__TASK INSTRUCTIONS__
Leave out any picture and return the remaining listing below exactly as given.

========

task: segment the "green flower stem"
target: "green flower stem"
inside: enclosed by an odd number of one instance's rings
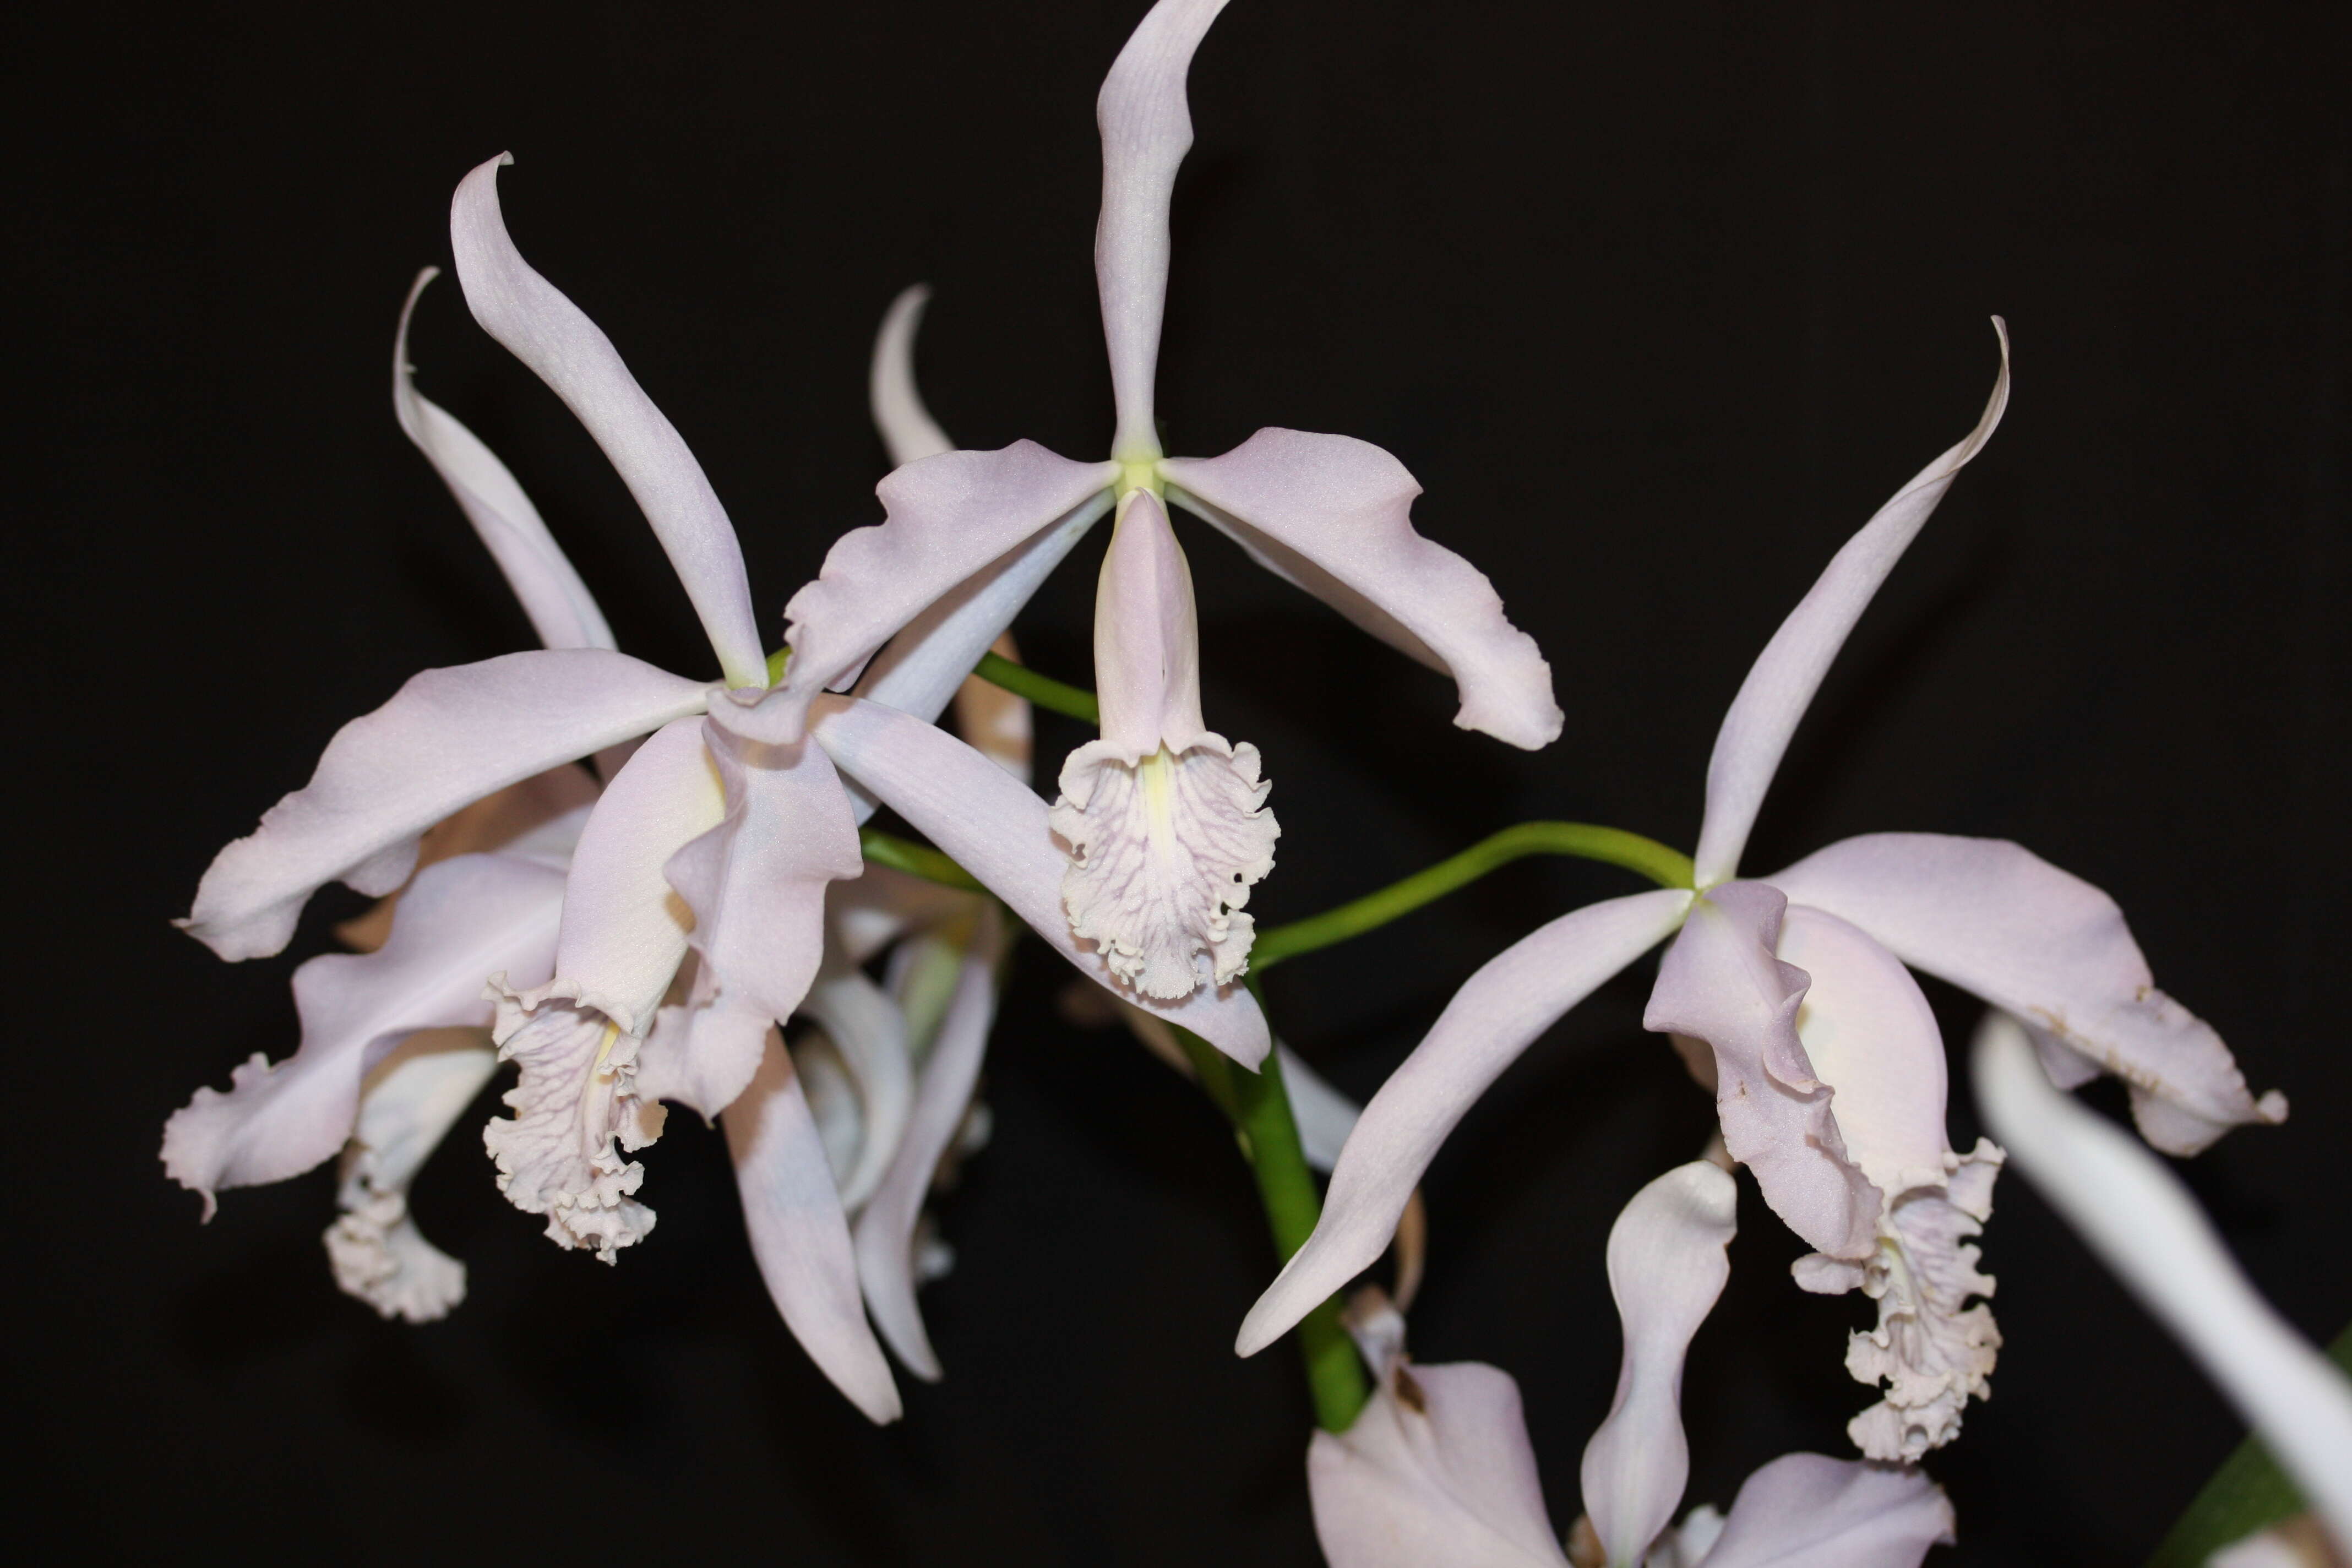
[[[1601,860],[1638,871],[1662,888],[1687,888],[1696,880],[1690,857],[1654,838],[1622,827],[1596,827],[1589,822],[1522,822],[1377,893],[1258,932],[1250,945],[1250,970],[1255,973],[1286,958],[1361,936],[1528,855]]]
[[[1015,664],[1002,654],[984,653],[971,672],[991,686],[1002,686],[1015,697],[1026,697],[1040,708],[1065,713],[1073,719],[1083,719],[1089,724],[1102,722],[1102,704],[1095,694],[1083,687],[1065,685],[1051,676],[1040,675],[1025,664]]]
[[[1201,1087],[1233,1121],[1242,1153],[1257,1177],[1258,1203],[1274,1233],[1276,1256],[1286,1263],[1315,1234],[1323,1203],[1316,1194],[1314,1173],[1307,1166],[1307,1152],[1299,1145],[1298,1122],[1290,1112],[1282,1069],[1269,1056],[1264,1070],[1243,1072],[1198,1035],[1178,1029],[1176,1038]],[[1334,1296],[1307,1314],[1298,1325],[1298,1349],[1307,1363],[1316,1424],[1327,1432],[1345,1432],[1355,1425],[1370,1391],[1355,1344],[1339,1322],[1339,1298]]]
[[[961,888],[969,893],[988,890],[980,885],[979,878],[928,844],[916,844],[894,834],[861,827],[857,830],[857,847],[877,866],[887,866],[894,871],[904,871],[927,882],[937,882],[943,888]]]
[[[2336,1336],[2327,1358],[2352,1376],[2352,1328]],[[2205,1560],[2222,1547],[2292,1518],[2305,1507],[2303,1494],[2263,1440],[2249,1436],[2190,1501],[2147,1560],[2147,1568],[2204,1568]]]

========

__RESULT__
task: segment the "green flower stem"
target: "green flower stem"
inside: enclosed by an odd number of one instance's rings
[[[1601,860],[1638,871],[1662,888],[1687,888],[1696,880],[1690,857],[1654,838],[1622,827],[1596,827],[1589,822],[1522,822],[1377,893],[1258,932],[1250,945],[1250,970],[1255,973],[1286,958],[1361,936],[1528,855]]]
[[[1015,664],[1002,654],[984,653],[971,672],[991,686],[1002,686],[1015,697],[1026,697],[1040,708],[1065,713],[1073,719],[1083,719],[1089,724],[1102,722],[1102,704],[1095,694],[1083,687],[1065,685],[1051,676],[1040,675],[1025,664]]]
[[[1201,1087],[1233,1121],[1242,1153],[1257,1177],[1258,1203],[1274,1233],[1276,1256],[1286,1263],[1315,1234],[1323,1203],[1316,1194],[1314,1173],[1307,1166],[1307,1152],[1299,1145],[1298,1122],[1290,1112],[1282,1069],[1269,1056],[1264,1070],[1243,1072],[1198,1035],[1178,1029],[1176,1038]],[[1334,1296],[1307,1314],[1298,1325],[1298,1349],[1307,1363],[1316,1424],[1327,1432],[1345,1432],[1355,1425],[1370,1391],[1355,1344],[1339,1322],[1339,1298]]]
[[[961,888],[969,893],[988,890],[980,885],[979,878],[928,844],[916,844],[894,834],[861,827],[857,830],[857,847],[877,866],[887,866],[894,871],[904,871],[927,882],[937,882],[943,888]]]
[[[2336,1336],[2327,1358],[2352,1376],[2352,1328]],[[2205,1560],[2222,1547],[2292,1518],[2305,1507],[2303,1494],[2263,1440],[2249,1436],[2190,1501],[2147,1560],[2147,1568],[2204,1568]]]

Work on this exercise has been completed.